### YOUR INSTRUCTIONS:
Each entry below should be printed exactly, with every image left out.

*** RECORD EXTRACTS Section Begins ***

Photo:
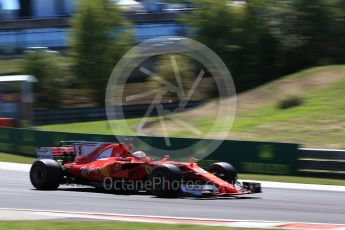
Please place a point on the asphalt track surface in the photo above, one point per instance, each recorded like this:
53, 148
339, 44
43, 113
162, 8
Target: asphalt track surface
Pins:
292, 205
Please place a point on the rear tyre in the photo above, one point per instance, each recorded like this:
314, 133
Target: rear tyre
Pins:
165, 180
46, 174
224, 171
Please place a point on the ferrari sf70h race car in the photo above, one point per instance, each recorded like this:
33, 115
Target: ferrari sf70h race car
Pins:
115, 167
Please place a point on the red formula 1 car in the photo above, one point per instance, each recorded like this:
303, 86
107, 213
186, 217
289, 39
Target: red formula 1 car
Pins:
113, 166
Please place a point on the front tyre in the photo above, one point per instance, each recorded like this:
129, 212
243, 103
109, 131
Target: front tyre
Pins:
46, 174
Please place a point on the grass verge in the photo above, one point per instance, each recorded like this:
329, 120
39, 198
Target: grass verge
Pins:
8, 157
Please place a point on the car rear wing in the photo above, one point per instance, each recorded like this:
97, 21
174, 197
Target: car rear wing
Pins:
73, 142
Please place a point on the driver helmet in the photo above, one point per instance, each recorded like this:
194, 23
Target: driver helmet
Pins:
139, 155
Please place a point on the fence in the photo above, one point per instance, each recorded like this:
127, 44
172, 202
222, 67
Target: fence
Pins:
322, 163
246, 156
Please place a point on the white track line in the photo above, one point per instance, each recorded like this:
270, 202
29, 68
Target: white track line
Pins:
265, 184
173, 220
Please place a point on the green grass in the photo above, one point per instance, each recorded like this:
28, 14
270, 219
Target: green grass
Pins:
95, 127
319, 122
92, 225
10, 66
8, 157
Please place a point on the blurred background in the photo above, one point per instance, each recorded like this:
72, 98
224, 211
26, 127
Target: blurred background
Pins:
286, 58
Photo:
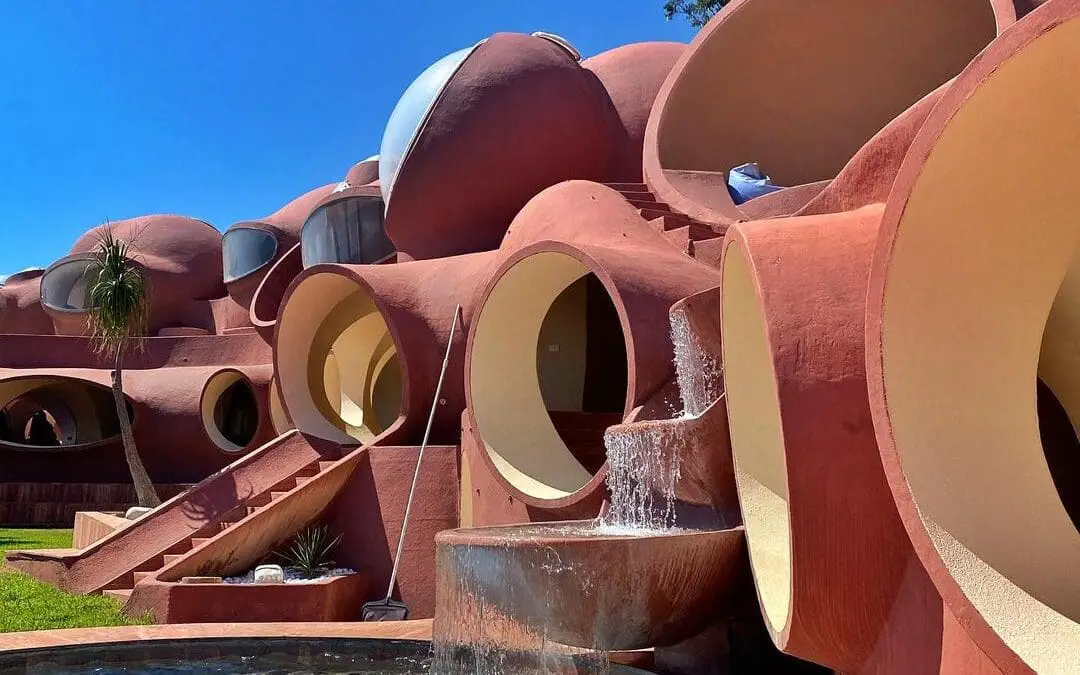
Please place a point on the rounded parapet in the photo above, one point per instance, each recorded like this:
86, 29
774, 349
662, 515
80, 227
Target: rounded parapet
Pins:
180, 259
483, 131
799, 109
251, 247
231, 407
271, 289
973, 297
632, 76
792, 320
571, 337
21, 310
360, 348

*** RECORD EXTRACTS Section Ends ***

### RESPONSE AREA:
Photo:
Please place a point on the asphalt track surface in the photo above, one point per instance, each recorded like this:
53, 148
339, 44
43, 113
162, 8
Target: asphalt track surface
Pins:
292, 205
Please place a point on the rear tyre in the photo above, one point per instance, each recorded like this:
314, 133
Target: rear tyre
Pins:
165, 180
46, 174
224, 171
Please place a point on the ferrari sf70h race car in the photo above, one point per instance, each recorded like this:
33, 115
Target: ferrari sf70h race car
Pins:
115, 167
Please place a point on the red formula 1 car in the photo above, one point per instance, each recorded like this:
303, 86
107, 213
186, 217
289, 39
Target: red formula 1 car
Pins:
113, 166
Please place a point on the front tyre in the photo above, one point per instance, each recorded like this:
129, 212
243, 103
109, 131
Target: front tyre
Pins:
46, 174
Please place a point on the grass verge in the photo above, one point per instance, each recorded like this:
329, 120
39, 198
Target: grass verge
Pins:
8, 157
Please place a point on the car rear wing in the photo above, one point per instance, each recorded like this:
97, 21
174, 197
Target: car rear wing
Pins:
73, 142
Please place a point on the driver helmet in the photo above, one point per instance, each recorded like this:
194, 23
Target: driver helmet
Pins:
139, 155
Please place a point on the fence in the photo above, one point per instance, each recorded like this:
127, 44
172, 202
222, 67
Target: fence
Pins:
322, 163
246, 156
Please place a point on the white track line in the photo above, one point per instance, each recorded like this:
270, 202
29, 68
Target: white track line
Pins:
265, 184
173, 220
Please place a point on the green grass in the photo above, one point per instance, each recorded like this:
28, 14
270, 219
Target: green grass
Pins:
95, 127
319, 122
92, 225
10, 66
8, 157
Please place a point on the blurred background in the photo above, one point per instance, each recorded like this:
72, 98
224, 211
26, 127
Target: blurred background
Pins:
286, 58
Photo:
Please place a point on the rounded parapet in the photo above, one point per instance, each recorded like this:
86, 29
774, 349
662, 515
80, 227
Target: rounded parapet
Pins:
180, 259
483, 131
799, 109
251, 247
231, 407
271, 289
973, 297
632, 76
792, 320
571, 337
21, 310
360, 348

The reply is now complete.